- _Exercise set_
1. In the post on testing the DEXIS IS 3800W scanner, reproduce word for word the passage starting with "One of the great" and going on through "and work well.".
2. Continue the post on testing the DEXIS IS 3800W scanner, picking up right after its final sentence.

- _Excerpt provided_
______________________________
Monday, March 3, 2025

Testing DEXIS IS 3800W Starting Soon

 


I've been working with intraoral scanners (IOS) for well over two decades.  I actually started way back when with the original CEREC 2.  As a small indication of how long ago that was, the unit actually booted with a *floppy disk*... remember those?... maybe not.  Anyway, I've been using this tech almost since its inception.  The great thing about that is simply I've seen it from almost the ground up.

IOS has made astounding advances over the years.  Scanners have gotten faster, more accurate, easy to use, and smaller.  In the last couple of years we've seen AI begin to enter into this area of clinical practice and now the devices aren't just incredible, they're smart.

In November I was contacted by DEXIS regarding testing and evaluating their IOS system.  I recently received their current top of the line scanner, the DEXIS IS 3800W.  This device is their flagship scanner and it is *wireless*.

One of the great things about working and using products from a company like DEXIS is their size and stability.  They have the teams in place for product development and can afford to take their time and not put anything on the market until they *know* it's going to work and work well.

Last week I spent about three hours with a trainer who brought me up to speed on the IS 3800W and its software.  A few years ago DEXIS created an imaging platform called DTX Studio.  The idea behind it was to streamline imaging and create a workflow that makes anything dealing with dental imaging seamless.  To be clear, it's not simply a cloud storage solution, but integrates digital treatment planning as well.  The idea is that DTX Studio is a single solution for anything you might want to do with a digital image or dataset.
______________________________
(Region pointing data)
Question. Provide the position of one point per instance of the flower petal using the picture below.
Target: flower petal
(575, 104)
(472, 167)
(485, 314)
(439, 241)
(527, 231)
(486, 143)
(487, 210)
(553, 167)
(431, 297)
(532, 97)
______________________________
- _Answers by item_
1.
One of the great things about working and using products from a company like DEXIS is their size and stability.  They have the teams in place for product development and can afford to take their time and not put anything on the market until they *know* it's going to work and work well.

2.
Since IOS systems are, in their most basic sense, imaging devices, DEXIS not only uses DTX Studio as the place for photos, 2D radiographs, CBCT volumes, and intraoral photos but also stores the scans generated by their scanners.  They have designed DTX Studio to hold scanning data and then send that info to selected 3D printers or to a doctor's preferred lab(s).

In the coming weeks I'll be using the system both in testing and live with patients.  As always I'll report back here with my experiences and thoughts.

Stay tuned...

1 comment:

  1. DTX Studio is actually pretty good.

    My only complaint from the tech side is that they don't have direct download URLs for their products, and every single piece of the Dexis suite is some EXE that wraps a a bunch of dependencies and the actual MSI file for installing the app.

    I would give a lot of money to be able to actually talk to someone at Dexis who does all the software packaging so I could tell them to release it with automation in mind.

    Need to deploy DTX Studio to 200 computers? Gotta sign in to each one and do a *ton* of clicking to get the 15 or so different packages installed including their annoying "Software Center" that keeps prompting users who don't have admin privileges to install updates...which will fail because they don't have privileges to install software.

    Like I said, great software...everyone loves is...but it's a pain to install automatically and it's a pain to keep it updated.